Please return every line in the following data that includes the string "kitchen".
** Dataset records follows **
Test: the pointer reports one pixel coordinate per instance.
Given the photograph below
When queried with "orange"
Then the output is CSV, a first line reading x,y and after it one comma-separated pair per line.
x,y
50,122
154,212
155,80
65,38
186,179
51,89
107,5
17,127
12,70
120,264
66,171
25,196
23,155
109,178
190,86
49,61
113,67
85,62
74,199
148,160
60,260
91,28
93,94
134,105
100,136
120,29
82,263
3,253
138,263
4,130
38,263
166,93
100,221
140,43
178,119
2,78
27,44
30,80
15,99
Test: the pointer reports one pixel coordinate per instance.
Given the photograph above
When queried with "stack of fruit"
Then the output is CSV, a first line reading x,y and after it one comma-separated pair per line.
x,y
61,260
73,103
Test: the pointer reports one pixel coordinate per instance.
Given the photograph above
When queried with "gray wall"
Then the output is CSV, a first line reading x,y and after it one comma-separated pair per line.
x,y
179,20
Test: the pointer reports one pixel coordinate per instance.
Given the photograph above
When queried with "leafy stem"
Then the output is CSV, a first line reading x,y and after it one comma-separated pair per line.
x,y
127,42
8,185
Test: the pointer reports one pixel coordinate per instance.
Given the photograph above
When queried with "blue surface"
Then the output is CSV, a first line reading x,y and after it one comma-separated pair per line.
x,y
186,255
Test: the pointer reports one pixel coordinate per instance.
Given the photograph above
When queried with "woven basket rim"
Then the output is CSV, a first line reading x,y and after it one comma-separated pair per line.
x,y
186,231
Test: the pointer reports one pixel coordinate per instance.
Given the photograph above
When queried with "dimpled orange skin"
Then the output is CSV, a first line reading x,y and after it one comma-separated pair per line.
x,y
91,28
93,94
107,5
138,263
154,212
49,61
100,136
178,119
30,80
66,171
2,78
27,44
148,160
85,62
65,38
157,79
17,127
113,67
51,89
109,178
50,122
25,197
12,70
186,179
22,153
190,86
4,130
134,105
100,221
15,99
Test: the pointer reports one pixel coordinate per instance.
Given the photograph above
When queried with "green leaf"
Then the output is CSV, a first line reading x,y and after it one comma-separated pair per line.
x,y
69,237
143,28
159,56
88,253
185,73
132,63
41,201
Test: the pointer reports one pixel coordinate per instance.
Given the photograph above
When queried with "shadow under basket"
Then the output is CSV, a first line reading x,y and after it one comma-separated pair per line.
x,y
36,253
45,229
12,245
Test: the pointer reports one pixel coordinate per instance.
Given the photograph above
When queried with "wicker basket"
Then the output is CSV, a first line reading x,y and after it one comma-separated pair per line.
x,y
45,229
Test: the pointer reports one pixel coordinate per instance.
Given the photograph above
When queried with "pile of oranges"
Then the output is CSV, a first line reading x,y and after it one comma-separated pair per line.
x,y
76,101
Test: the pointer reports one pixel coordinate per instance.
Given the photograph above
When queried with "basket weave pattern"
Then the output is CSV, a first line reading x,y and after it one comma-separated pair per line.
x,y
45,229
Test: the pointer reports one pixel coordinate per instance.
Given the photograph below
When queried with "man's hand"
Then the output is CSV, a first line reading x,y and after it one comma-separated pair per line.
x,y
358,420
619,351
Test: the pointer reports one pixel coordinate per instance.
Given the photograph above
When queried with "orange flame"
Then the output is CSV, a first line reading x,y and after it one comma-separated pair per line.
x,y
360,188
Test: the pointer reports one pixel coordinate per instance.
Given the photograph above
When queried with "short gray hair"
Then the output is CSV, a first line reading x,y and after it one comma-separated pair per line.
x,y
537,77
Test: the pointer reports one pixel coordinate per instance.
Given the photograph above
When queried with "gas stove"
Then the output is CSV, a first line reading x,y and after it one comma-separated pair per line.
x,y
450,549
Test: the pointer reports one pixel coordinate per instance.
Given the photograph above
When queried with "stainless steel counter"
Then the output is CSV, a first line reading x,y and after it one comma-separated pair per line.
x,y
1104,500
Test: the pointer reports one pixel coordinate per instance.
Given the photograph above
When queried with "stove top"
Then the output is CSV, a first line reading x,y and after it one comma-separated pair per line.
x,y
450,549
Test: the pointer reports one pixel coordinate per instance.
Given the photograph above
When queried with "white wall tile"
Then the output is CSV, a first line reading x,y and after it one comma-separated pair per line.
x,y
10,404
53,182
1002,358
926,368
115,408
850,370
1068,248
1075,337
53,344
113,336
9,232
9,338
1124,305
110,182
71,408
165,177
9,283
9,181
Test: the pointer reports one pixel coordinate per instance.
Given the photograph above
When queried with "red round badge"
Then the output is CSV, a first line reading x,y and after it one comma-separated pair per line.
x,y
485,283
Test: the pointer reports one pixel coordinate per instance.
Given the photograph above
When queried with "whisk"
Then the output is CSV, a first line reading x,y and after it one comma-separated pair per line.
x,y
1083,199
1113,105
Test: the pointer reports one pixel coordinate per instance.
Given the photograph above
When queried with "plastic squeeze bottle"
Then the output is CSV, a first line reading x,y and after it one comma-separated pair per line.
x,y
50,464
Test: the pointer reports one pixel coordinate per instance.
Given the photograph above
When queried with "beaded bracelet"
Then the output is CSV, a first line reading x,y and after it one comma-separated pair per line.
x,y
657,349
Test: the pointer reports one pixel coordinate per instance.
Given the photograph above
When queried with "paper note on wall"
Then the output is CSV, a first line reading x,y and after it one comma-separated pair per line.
** End of Dataset records **
** Dataset records follows **
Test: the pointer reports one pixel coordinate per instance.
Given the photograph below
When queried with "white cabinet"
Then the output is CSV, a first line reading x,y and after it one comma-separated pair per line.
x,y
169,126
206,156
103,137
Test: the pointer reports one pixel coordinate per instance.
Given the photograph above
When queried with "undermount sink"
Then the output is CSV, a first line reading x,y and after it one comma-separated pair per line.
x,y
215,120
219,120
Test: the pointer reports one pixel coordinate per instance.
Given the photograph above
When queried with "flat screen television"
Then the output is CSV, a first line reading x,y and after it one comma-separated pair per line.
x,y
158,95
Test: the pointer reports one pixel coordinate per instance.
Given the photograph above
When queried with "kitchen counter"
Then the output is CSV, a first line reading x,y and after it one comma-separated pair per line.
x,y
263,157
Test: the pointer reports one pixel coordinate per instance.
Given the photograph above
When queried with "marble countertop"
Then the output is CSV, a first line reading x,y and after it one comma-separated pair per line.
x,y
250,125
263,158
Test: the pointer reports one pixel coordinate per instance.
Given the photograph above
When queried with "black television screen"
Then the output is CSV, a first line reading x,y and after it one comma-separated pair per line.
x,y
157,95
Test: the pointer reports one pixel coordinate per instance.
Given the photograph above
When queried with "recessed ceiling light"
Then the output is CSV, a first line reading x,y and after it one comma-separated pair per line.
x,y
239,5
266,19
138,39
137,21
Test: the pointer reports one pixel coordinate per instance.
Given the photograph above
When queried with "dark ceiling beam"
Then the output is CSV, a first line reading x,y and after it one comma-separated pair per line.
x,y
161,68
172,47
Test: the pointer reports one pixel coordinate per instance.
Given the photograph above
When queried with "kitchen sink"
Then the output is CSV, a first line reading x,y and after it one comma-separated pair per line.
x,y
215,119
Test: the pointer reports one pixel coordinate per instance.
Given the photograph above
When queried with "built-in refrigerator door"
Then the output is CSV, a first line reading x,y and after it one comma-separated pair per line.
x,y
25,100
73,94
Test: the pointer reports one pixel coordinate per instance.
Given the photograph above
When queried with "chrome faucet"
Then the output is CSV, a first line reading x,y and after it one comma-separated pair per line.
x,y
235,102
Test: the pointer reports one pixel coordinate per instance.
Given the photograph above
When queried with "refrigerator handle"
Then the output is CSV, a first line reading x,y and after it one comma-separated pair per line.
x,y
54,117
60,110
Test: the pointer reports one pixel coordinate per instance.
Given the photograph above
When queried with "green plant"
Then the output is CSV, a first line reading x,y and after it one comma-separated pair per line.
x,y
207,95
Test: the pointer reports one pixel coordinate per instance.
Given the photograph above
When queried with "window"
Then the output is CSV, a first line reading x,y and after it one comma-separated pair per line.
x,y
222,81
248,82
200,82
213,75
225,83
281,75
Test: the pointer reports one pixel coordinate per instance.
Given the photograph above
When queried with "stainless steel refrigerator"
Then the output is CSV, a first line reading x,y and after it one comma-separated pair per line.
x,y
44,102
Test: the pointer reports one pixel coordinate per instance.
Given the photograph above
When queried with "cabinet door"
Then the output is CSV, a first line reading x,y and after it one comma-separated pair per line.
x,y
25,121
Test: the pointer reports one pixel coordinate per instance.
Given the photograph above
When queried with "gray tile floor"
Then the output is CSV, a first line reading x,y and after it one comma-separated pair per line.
** End of Dataset records **
__Task answer__:
When queried with "kitchen counter"
When queried with "kitchen sink"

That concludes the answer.